Extract provided:
• • • • •
Re: Linux kernel impact on PostgreSQL performance

From: Jim Nasby <jim(at)nasby(dot)net>
To: Claudio Freire <klaussfreire(at)gmail(dot)com>
Cc: Jeff Janes <jeff(dot)janes(at)gmail(dot)com>, Mel Gorman <mgorman(at)suse(dot)de>, Robert Haas <robertmhaas(at)gmail(dot)com>, Kevin Grittner <kgrittn(at)ymail(dot)com>, Josh Berkus <josh(at)agliodbs(dot)com>, "pgsql-hackers(at)postgresql(dot)org" <pgsql-hackers(at)postgresql(dot)org>, Joshua Drake <jd(at)commandprompt(dot)com>, Tom Lane <tgl(at)sss(dot)pgh(dot)pa(dot)us>, Magnus Hagander <magnus(at)hagander(dot)net>, "lsf-pc(at)lists(dot)linux-foundation(dot)org" <lsf-pc(at)lists(dot)linux-foundation(dot)org>
Subject: Re: Linux kernel impact on PostgreSQL performance
Date: 2014-01-15 04:07:31
Message-ID: 52D60983.9090701@nasby.net
Views: Raw Message | Whole Thread | Download mbox | Resend email
Thread:
Lists: pgsql-hackers

On 1/14/14, 6:36 PM, Claudio Freire wrote:
> On Tue, Jan 14, 2014 at 9:22 PM, Jim Nasby <jim(at)nasby(dot)net> wrote:
>> On 1/14/14, 11:30 AM, Jeff Janes wrote:
>>>
>>> I think the "reclaim this page if you need memory but leave it resident if
>>> there is no memory pressure" hint would be more useful for temporary working
>>> files than for what was being discussed above (shared buffers). When I do
>>> work that needs large temporary files, I often see physical write IO spike
>>> but physical read IO does not. I interpret that to mean that the temporary
>>> data is being written to disk to satisfy either dirty_expire_centisecs or
>>> dirty_*bytes, but the data remains in the FS cache and so disk reads are not
>>> needed to satisfy it. So a hint that says "this file will never be fsynced
>>> so please ignore dirty_*bytes and dirty_expire_centisecs. I will need it
>>> again relatively soon (but not after a reboot), but will do so mostly
>>> sequentially, so please don't evict this without need, but if you do need to
>>> then it is a good candidate" would be good.
• • • • •
Dataset excerpt:
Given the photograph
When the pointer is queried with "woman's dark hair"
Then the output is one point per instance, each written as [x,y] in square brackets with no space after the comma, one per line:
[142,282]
• • • • •
Repeat the PostgreSQL performance message in full, word for word and line for line. The material stands apart from the PostgreSQL performance message.

Re: Linux kernel impact on PostgreSQL performance

From: Jim Nasby <jim(at)nasby(dot)net>
To: Claudio Freire <klaussfreire(at)gmail(dot)com>
Cc: Jeff Janes <jeff(dot)janes(at)gmail(dot)com>, Mel Gorman <mgorman(at)suse(dot)de>, Robert Haas <robertmhaas(at)gmail(dot)com>, Kevin Grittner <kgrittn(at)ymail(dot)com>, Josh Berkus <josh(at)agliodbs(dot)com>, "pgsql-hackers(at)postgresql(dot)org" <pgsql-hackers(at)postgresql(dot)org>, Joshua Drake <jd(at)commandprompt(dot)com>, Tom Lane <tgl(at)sss(dot)pgh(dot)pa(dot)us>, Magnus Hagander <magnus(at)hagander(dot)net>, "lsf-pc(at)lists(dot)linux-foundation(dot)org" <lsf-pc(at)lists(dot)linux-foundation(dot)org>
Subject: Re: Linux kernel impact on PostgreSQL performance
Date: 2014-01-15 04:07:31
Message-ID: 52D60983.9090701@nasby.net
Views: Raw Message | Whole Thread | Download mbox | Resend email
Thread:
Lists: pgsql-hackers

On 1/14/14, 6:36 PM, Claudio Freire wrote:
> On Tue, Jan 14, 2014 at 9:22 PM, Jim Nasby <jim(at)nasby(dot)net> wrote:
>> On 1/14/14, 11:30 AM, Jeff Janes wrote:
>>>
>>> I think the "reclaim this page if you need memory but leave it resident if
>>> there is no memory pressure" hint would be more useful for temporary working
>>> files than for what was being discussed above (shared buffers). When I do
>>> work that needs large temporary files, I often see physical write IO spike
>>> but physical read IO does not. I interpret that to mean that the temporary
>>> data is being written to disk to satisfy either dirty_expire_centisecs or
>>> dirty_*bytes, but the data remains in the FS cache and so disk reads are not
>>> needed to satisfy it. So a hint that says "this file will never be fsynced
>>> so please ignore dirty_*bytes and dirty_expire_centisecs. I will need it
>>> again relatively soon (but not after a reboot), but will do so mostly
>>> sequentially, so please don't evict this without need, but if you do need to
>>> then it is a good candidate" would be good.